[Exercise description]: Every line below is to be given again precisely; images are to be left out.

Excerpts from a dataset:
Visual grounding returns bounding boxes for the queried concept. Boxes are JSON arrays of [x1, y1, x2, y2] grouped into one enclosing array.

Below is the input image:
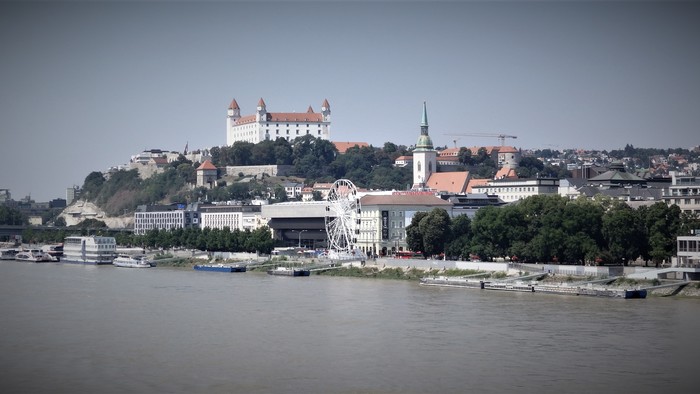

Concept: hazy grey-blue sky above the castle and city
[[0, 1, 700, 201]]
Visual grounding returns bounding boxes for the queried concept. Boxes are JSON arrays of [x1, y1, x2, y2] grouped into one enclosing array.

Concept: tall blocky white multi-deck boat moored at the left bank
[[61, 235, 117, 264]]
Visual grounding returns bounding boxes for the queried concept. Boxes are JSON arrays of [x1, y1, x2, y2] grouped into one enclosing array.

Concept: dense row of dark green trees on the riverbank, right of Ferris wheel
[[406, 195, 700, 266]]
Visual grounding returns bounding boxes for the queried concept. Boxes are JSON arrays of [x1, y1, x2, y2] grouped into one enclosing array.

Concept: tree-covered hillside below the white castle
[[81, 136, 412, 216]]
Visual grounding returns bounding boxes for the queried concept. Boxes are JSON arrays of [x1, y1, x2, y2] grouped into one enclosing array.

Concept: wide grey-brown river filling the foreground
[[0, 261, 700, 393]]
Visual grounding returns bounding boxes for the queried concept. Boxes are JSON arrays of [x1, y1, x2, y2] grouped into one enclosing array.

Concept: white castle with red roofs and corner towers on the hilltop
[[226, 98, 331, 146]]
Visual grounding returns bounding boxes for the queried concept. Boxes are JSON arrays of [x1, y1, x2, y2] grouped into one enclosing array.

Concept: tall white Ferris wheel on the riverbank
[[326, 179, 360, 257]]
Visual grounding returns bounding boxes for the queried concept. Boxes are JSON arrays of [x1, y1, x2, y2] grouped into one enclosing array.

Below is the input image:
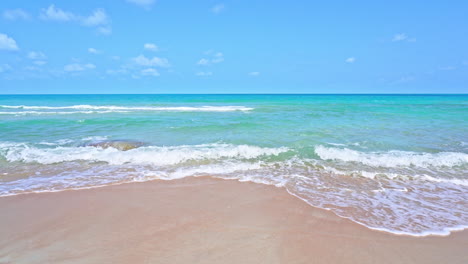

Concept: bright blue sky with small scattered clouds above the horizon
[[0, 0, 468, 94]]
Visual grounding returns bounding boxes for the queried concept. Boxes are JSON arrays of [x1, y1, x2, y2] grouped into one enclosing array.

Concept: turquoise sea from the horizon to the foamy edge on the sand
[[0, 95, 468, 235]]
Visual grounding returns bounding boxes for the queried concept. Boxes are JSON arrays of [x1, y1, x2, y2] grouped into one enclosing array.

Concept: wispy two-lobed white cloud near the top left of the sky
[[39, 5, 112, 35]]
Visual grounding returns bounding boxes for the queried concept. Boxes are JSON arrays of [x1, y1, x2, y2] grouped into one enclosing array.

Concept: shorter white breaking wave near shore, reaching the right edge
[[315, 145, 468, 168]]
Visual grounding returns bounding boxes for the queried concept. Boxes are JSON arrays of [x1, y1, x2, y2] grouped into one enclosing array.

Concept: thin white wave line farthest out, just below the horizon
[[0, 105, 254, 114]]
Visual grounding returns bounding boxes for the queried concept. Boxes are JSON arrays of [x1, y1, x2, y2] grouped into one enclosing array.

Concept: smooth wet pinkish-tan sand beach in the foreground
[[0, 177, 468, 264]]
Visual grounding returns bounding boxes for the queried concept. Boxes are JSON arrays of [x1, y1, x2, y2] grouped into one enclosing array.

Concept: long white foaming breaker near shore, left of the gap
[[0, 144, 289, 166]]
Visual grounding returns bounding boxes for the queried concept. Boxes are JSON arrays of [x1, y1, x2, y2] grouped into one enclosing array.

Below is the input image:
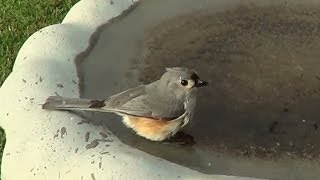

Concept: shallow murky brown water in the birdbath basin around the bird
[[77, 0, 320, 179]]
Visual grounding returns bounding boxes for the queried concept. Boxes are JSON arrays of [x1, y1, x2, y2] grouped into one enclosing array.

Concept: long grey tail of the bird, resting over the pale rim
[[42, 96, 105, 111]]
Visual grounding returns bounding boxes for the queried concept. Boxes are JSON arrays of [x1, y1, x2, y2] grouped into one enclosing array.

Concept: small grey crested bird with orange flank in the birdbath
[[42, 67, 208, 141]]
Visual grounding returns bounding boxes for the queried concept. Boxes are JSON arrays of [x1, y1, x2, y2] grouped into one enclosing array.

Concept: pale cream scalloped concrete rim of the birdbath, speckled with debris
[[0, 0, 262, 180]]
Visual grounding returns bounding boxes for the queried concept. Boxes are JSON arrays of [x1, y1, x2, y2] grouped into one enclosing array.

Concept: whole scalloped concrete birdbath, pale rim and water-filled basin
[[0, 0, 320, 180]]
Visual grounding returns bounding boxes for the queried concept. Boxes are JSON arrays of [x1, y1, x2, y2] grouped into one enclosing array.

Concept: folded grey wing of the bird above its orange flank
[[105, 85, 185, 120]]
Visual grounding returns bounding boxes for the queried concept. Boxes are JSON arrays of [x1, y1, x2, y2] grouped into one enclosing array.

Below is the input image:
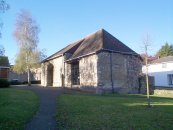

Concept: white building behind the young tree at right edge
[[142, 56, 173, 87]]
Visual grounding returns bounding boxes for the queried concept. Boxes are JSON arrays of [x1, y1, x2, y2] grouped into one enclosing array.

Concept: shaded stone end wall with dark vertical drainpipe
[[97, 52, 142, 93]]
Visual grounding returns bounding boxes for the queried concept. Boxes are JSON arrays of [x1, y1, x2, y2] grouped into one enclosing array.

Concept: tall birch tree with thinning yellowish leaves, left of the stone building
[[14, 10, 42, 86]]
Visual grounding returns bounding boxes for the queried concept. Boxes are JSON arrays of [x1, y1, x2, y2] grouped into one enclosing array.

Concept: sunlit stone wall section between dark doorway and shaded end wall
[[79, 55, 98, 87]]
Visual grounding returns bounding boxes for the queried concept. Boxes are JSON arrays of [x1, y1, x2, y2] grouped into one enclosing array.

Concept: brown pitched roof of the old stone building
[[43, 29, 138, 62]]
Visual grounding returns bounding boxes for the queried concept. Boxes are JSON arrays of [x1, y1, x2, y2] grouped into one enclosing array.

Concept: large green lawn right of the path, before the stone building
[[56, 94, 173, 130]]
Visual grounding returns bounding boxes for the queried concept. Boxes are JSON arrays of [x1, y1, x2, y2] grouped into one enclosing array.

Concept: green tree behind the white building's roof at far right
[[156, 42, 173, 57]]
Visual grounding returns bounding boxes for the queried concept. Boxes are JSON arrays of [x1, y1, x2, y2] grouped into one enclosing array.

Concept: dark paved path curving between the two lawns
[[22, 86, 62, 130]]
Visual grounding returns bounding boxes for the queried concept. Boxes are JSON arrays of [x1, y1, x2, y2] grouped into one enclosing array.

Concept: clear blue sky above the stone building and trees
[[0, 0, 173, 64]]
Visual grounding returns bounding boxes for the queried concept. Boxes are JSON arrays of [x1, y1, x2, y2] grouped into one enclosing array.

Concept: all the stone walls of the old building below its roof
[[41, 52, 142, 93]]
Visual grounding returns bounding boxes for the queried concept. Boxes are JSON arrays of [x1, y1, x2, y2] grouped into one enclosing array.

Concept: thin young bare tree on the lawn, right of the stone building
[[143, 34, 151, 107]]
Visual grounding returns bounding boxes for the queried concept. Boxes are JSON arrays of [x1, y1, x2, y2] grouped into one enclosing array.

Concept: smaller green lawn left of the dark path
[[0, 88, 38, 130]]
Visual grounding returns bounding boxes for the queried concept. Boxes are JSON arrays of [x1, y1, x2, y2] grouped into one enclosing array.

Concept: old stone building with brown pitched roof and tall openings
[[41, 29, 142, 93]]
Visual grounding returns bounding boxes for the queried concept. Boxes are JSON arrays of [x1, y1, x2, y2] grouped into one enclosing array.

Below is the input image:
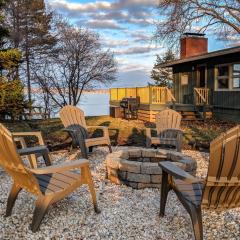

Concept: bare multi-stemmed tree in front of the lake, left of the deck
[[35, 20, 116, 107]]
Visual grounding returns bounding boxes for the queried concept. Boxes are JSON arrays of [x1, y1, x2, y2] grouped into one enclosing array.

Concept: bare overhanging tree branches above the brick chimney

[Response to this task]:
Visual grounding returns bounding boxes for the queried concept. Boxes are JSON arrays of [x1, y1, x2, y2] grouped into one enclosing array.

Below is the input image:

Concept: hazy grey-blue sky above the castle and city
[[0, 1, 700, 201]]
Visual grounding returns bounding boxes for the queried concept. Boxes are JSON arrays of [x1, y1, x2, y2] grouped into one enclosing array.

Concept: tall blocky white multi-deck boat moored at the left bank
[[61, 235, 117, 264]]
Visual grounding returns bounding boxes for the queried concept. Boxes are JSON arrays of [x1, y1, x2, y2] grouped into one enclosing array.

Concept: dense row of dark green trees on the riverbank, right of Ferris wheel
[[406, 195, 700, 266]]
Visual grounding returns bounding boxes for the queried concept. Boxes are JSON arrays of [x1, y1, x2, y2] grouped into one enclosing array.

Concept: tree-covered hillside below the white castle
[[81, 136, 412, 216]]
Visual grounding returns bounding boxes for the queried concept. Boxes are JSON arrays of [x1, y1, x2, y2] grouped into one enclosing array.

Concept: wide grey-brown river filling the foreground
[[0, 261, 700, 393]]
Visual grounding returns bounding boxes for the queried concept. Boxes are JSON arrays of [x1, y1, x2, y2] grouped into one enclosing array.

Concept: white castle with red roofs and corner towers on the hilltop
[[226, 98, 331, 146]]
Visual grounding returns bounding boxes for the queried concept. Boxes are JSON arrays of [x1, y1, x2, y2] grouped into one enclosing array.

Concept: tall white Ferris wheel on the riverbank
[[326, 179, 360, 257]]
Visual grounding returns bounding boxes for the queried concept. Boxes are JSON arrays of [x1, y1, x2, y2] grouped into one enclosing array.

Below is the input image:

Concept: bright blue sky with small scattered clouds above the horizon
[[0, 0, 468, 94]]
Visual grounding returns bounding boxes for the queried concept. Boxes are JSON arrays of [x1, y1, x2, y2] grouped into one enclosing array.

Concept: turquoise sea from the horizon to the foamy edge on the sand
[[0, 95, 468, 235]]
Visual grounding returns bounding boxes for the queried concept. Boxes are JSON arrays of [x1, y1, x2, y2] grouped into one enclosing array.

Concept: wispy two-lobed white cloud near the top left of the sky
[[39, 5, 112, 35]]
Visual grounding returns bounding boxes for the queried concept. Boxes are JSON arrays of [x1, y1, x2, y2] grouped into one enclosing array.

Concept: shorter white breaking wave near shore, reaching the right edge
[[315, 145, 468, 168]]
Visual grounding returns bounding boxes for the queried concept. Boxes are JSON arrays of [x1, y1, x2, y2] grouped into one enclosing array.

Concept: thin white wave line farthest out, just below the horizon
[[0, 105, 254, 114]]
Visual grounding returns bounding boxes for the queried concept. Boxes are JSON arrays of [x1, y1, x2, y2] grouped into one enclosing array.

Concept: smooth wet pinkish-tan sand beach in the foreground
[[0, 177, 468, 264]]
Visual grounding returns bounding boxes for the queried concept. Boxes are JSON arrays of [x1, y1, x2, y2] grouped into one enclosing array.

Concept: long white foaming breaker near shore, left of the gap
[[0, 144, 289, 166]]
Visual grounding returns bounding boxes for the queried concept. Boxes are JSON arrays of [x1, y1, x2, y2] grouped into one enclosing array.

Below is the input image:

Concept: shallow murky brown water in the birdbath basin around the bird
[[77, 0, 320, 179]]
Visual grounding returns bounding boxes for the queried concept. Boxes are JSON arrays of [x1, y1, x2, y2] grouped into one enclosing array.

Concept: long grey tail of the bird, resting over the pale rim
[[42, 96, 105, 111]]
Visual grounding returns bounding boxes for the queried concept. Boxes are JSON arrays of [x1, y1, x2, y2] grouped into one enclosing array.

Concept: small grey crested bird with orange flank in the birdbath
[[42, 67, 208, 141]]
Visual grounding returns bounding boxes for the queried concept. Boxes are JSON arrays of [x1, y1, x2, y2] grouped into one enclosing array.

Concept: pale cream scalloped concrete rim of the birdbath, speckled with debris
[[0, 0, 262, 180]]
Visual grounding returns bounding boxes for the queried concept. Boxes are JSON arrays of [x1, y1, x2, y2] grouped into one enclosing array.

Concept: whole scalloped concrete birdbath, pale rim and water-filled basin
[[0, 0, 320, 180]]
Visual grounding returns bounding boxes for the queried concept. Boxes are JSON arrays of [x1, y1, x2, y2] grouped into one enclosing array.

Concept: folded grey wing of the bird above its orange flank
[[105, 85, 185, 120]]
Visual grounding returns bounding boxes for the queried concept. Boxes are JSON arrays of [x1, y1, x2, y2] grouped into one enclosing array.

Below is the input image:

Concept: white building behind the young tree at right edge
[[142, 56, 173, 87]]
Visual grounding returns bounding boxes for the queried concept. Boxes are JSON arrays of [x1, y1, x2, y2] grouped into one enclosing array.

Concept: shaded stone end wall with dark vertical drainpipe
[[97, 52, 142, 93]]
Visual grounding returns bounding boxes for the queried concept. Boxes are JSON arrays of [x1, y1, x2, y2] grouped into one enclosing array.

Concept: tall birch tree with thinning yellowish leaves, left of the stone building
[[14, 10, 42, 86]]
Visual grounding returns bounding boxes for the queried concept. Boxes are JSON arrays of [x1, y1, x2, y2] grouped into one enclosing array.

Concept: sunlit stone wall section between dark doorway and shaded end wall
[[79, 55, 98, 87]]
Visual grounding returns bounding boxes for the queried concept. Boxes are JSON arrays of [x1, y1, x2, y2] grouped into one enclosing array.

Concept: brown pitched roof of the old stone building
[[43, 29, 138, 62]]
Visual grounding returns bounding boxes for the queried concept. Boxes are JSON arrays of [x1, y1, x2, y2] grouped into one enclosing array.

Concept: large green lawn right of the path, before the stone building
[[56, 94, 173, 130]]
Visual grounding returns bounding boxes for the queried concept. Boxes are JSON arrays of [x1, y1, x2, y2] grouped into one enclosing array.

Concept: green tree behind the white building's roof at far right
[[156, 42, 173, 57]]
Visual grounding returns bounding boxes for the queried concept. Boxes are JSON arrays of [x1, y1, x2, y2] grouped into one enclosing array.

Concept: dark paved path curving between the two lawns
[[22, 86, 62, 130]]
Visual grounding returns bounding boxes for the queried concept. Boxes are JSON arrays of [x1, y1, x2, y2] grouped into one enclosing array.

Concept: clear blue sky above the stone building and trees
[[0, 0, 173, 64]]
Visual grounding returns bounding boxes for the queried concept. Boxes are JSON arrays of [x1, y1, x2, y2] grouped into one enclosing array.

Concept: all the stone walls of the old building below its roof
[[41, 52, 142, 93]]
Visual grounding returns bounding boxes for the queried concept. Boxes are JSON arrays of [x1, y1, x2, y2] grouped into one enclosing array.

Concept: thin young bare tree on the lawn, right of the stone building
[[143, 34, 151, 107]]
Visual grounding returns bounding boxes for the queried concept. Boxes are JSON arrays of [x1, y1, x2, y2] grouped into one enclosing array.

Concept: smaller green lawn left of the dark path
[[0, 88, 38, 130]]
Visual grounding returns bounding boxes for the queried concept. Boxes are JSON arrays of [x1, y1, x2, y2] grouped into one enclosing array.

Concept: old stone building with brown pitched roof and tall openings
[[41, 29, 142, 93]]
Visual grounding returns bounding boxes for the queried concept. Boxes are JSON arrays of [x1, y1, x2, y2] grouped into one enclosing array.

Below is the input image:

Concept: bare multi-stemmed tree in front of the lake, left of the deck
[[35, 20, 116, 107]]
Visual grounding returns bounding boxes for the queried concept. Boxes are JSON arrays of [x1, y1, x2, y2] grouped into one enclosing array.

Concept: bare overhanging tree branches above the brick chimney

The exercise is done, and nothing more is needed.